**Requirements**
Rewrite all of the rows below, swapping "instance" for "occurrence" and leaving everything else as it is. Leave the pictures out.
[START Records supplied]
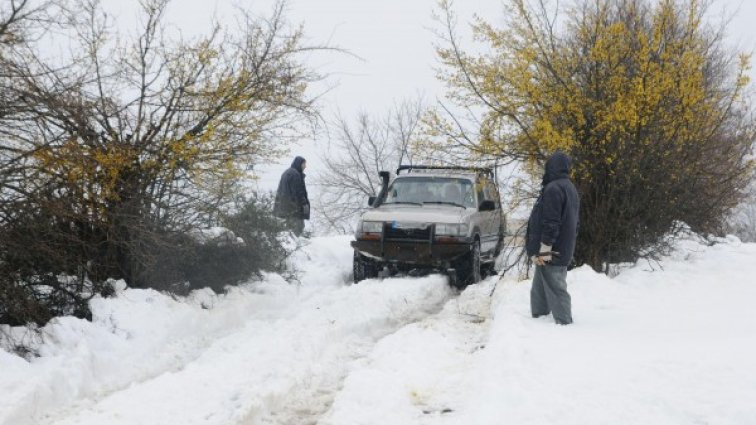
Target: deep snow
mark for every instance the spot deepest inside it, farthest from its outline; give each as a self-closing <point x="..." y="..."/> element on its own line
<point x="669" y="346"/>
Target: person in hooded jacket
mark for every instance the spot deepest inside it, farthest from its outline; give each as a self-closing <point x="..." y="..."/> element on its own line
<point x="550" y="240"/>
<point x="292" y="203"/>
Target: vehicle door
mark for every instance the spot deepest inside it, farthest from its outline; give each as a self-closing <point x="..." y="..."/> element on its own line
<point x="487" y="219"/>
<point x="496" y="216"/>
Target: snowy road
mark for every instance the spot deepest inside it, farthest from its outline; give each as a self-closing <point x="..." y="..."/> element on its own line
<point x="671" y="346"/>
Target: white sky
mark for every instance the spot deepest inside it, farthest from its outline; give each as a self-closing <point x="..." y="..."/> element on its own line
<point x="393" y="38"/>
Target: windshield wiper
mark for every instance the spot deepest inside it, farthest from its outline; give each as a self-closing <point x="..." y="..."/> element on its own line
<point x="404" y="202"/>
<point x="446" y="203"/>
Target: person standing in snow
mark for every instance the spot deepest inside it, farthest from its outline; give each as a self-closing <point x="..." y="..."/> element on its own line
<point x="291" y="202"/>
<point x="550" y="240"/>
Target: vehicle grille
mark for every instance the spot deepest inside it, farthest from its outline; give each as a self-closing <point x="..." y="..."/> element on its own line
<point x="407" y="234"/>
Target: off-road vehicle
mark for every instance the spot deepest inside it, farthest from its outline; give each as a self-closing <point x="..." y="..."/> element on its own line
<point x="428" y="218"/>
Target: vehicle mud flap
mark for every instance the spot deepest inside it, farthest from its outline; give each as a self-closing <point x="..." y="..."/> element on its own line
<point x="454" y="280"/>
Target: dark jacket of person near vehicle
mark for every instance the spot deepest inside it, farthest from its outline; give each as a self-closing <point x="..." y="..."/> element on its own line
<point x="554" y="219"/>
<point x="291" y="197"/>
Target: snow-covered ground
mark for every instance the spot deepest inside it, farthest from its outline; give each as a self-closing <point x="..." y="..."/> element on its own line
<point x="670" y="346"/>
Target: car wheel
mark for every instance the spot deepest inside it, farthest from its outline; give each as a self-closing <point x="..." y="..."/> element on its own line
<point x="488" y="269"/>
<point x="363" y="268"/>
<point x="468" y="270"/>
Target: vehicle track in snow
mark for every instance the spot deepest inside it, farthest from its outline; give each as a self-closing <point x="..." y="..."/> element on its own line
<point x="273" y="371"/>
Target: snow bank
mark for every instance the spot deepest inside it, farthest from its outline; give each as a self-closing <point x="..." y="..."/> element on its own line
<point x="147" y="358"/>
<point x="672" y="345"/>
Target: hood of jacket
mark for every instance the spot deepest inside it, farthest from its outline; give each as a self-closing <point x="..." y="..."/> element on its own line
<point x="297" y="164"/>
<point x="557" y="167"/>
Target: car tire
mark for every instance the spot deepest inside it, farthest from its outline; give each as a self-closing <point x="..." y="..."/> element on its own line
<point x="363" y="268"/>
<point x="488" y="269"/>
<point x="469" y="268"/>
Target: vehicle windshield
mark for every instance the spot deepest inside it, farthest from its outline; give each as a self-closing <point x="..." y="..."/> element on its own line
<point x="423" y="190"/>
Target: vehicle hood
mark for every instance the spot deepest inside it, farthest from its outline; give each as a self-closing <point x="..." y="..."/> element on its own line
<point x="416" y="214"/>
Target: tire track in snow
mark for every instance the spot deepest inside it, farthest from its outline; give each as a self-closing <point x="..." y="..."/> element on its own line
<point x="272" y="371"/>
<point x="417" y="374"/>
[END Records supplied]
**Task result**
Target: deep snow
mark for every occurrence the spot deepest inside it, farthest from its outline; give each as a self-closing <point x="..." y="..."/> element on its own line
<point x="669" y="346"/>
Target: person in hooded jacket
mark for every occurrence the spot deepest inside it, farthest from its outline; give each as a self-closing <point x="..." y="..."/> element on its own line
<point x="550" y="240"/>
<point x="292" y="203"/>
Target: vehicle door
mark for every occurrence the spot deepest inside it, farthest from its outline; give each as a self-closing <point x="..." y="..."/> element on its own line
<point x="487" y="219"/>
<point x="496" y="216"/>
Target: snowy road
mark for every occurrence the spot deepest inside it, farthest from its outline; give each as a self-closing <point x="..." y="..."/> element on its own line
<point x="671" y="346"/>
Target: white sky
mark for every occurrence the spot deepest inside it, farthest from its outline; give each as a self-closing <point x="..." y="..."/> element on its own line
<point x="393" y="38"/>
Target: windshield wiper
mark for every occurrence the spot deepest inside it, farthest from its outline; give each as a self-closing <point x="..." y="..."/> element on its own line
<point x="404" y="202"/>
<point x="446" y="203"/>
Target: person standing in snow
mark for every occurrence the spot deepest inside it, farthest from its outline; give each as a self-closing <point x="..." y="..."/> element on its own line
<point x="291" y="202"/>
<point x="550" y="240"/>
Target: vehicle grille
mark for every occurrence the spot deepest inside it, farthest from its outline; give each as a self-closing <point x="..." y="..."/> element on its own line
<point x="407" y="234"/>
Target: off-road vehicle
mark for every occurrence the spot deepest inside it, farthest from its outline; give each as a self-closing <point x="..." y="..."/> element on its own line
<point x="428" y="218"/>
Target: vehicle mud flap
mark for every occurrence the spot deepest inside it, farthest from its outline; give each as a self-closing <point x="..." y="..."/> element on its own line
<point x="454" y="280"/>
Target: dark jacket of person near vehicle
mark for every occurrence the spot deepest inside it, farthest from its outline; give each as a self-closing <point x="..." y="..."/> element on its own line
<point x="554" y="219"/>
<point x="291" y="197"/>
Target: snow-covered ground
mark for every occurrence the spot deepest inside it, farthest from its outline; give each as a self-closing <point x="..." y="..."/> element on its own line
<point x="670" y="346"/>
Target: car wheel
mark for every occurrence the spot deepest inside it, farthest from its outline; give each as a self-closing <point x="..." y="..."/> element on its own line
<point x="488" y="269"/>
<point x="363" y="268"/>
<point x="468" y="270"/>
Target: vehicle track in snow
mark for every occurrence the spot deepest inside it, farthest from its outline; give each as a self-closing <point x="..." y="..."/> element on its own line
<point x="273" y="371"/>
Target: snow bank
mark for every occurrence the spot deepest inside it, farthest from its outline; give each as a self-closing <point x="..." y="..."/> element on its own line
<point x="147" y="358"/>
<point x="672" y="345"/>
Target: hood of jacket
mark for every occurrence the spot deepest inside it, farthest from its outline; give each as a self-closing <point x="..." y="..."/> element on its own line
<point x="297" y="164"/>
<point x="557" y="167"/>
Target: car tire
mark for every occurrence the spot deepest inside it, farthest from its outline; give each as a self-closing <point x="..." y="..."/> element on its own line
<point x="363" y="268"/>
<point x="488" y="269"/>
<point x="469" y="268"/>
Target: vehicle windshield
mark for every occurrence the spot deepest inside it, farthest from its outline; give each as a self-closing <point x="..." y="..."/> element on its own line
<point x="423" y="190"/>
Target: vehicle hood
mark for every occurrence the spot deepest inside it, farthest from its outline; give each as a self-closing <point x="..." y="..."/> element on its own line
<point x="416" y="214"/>
Target: tire track in snow
mark for every occurrence the spot deepest inside it, farthest from its outline; give each as a self-closing <point x="..." y="..."/> element on its own line
<point x="272" y="371"/>
<point x="417" y="374"/>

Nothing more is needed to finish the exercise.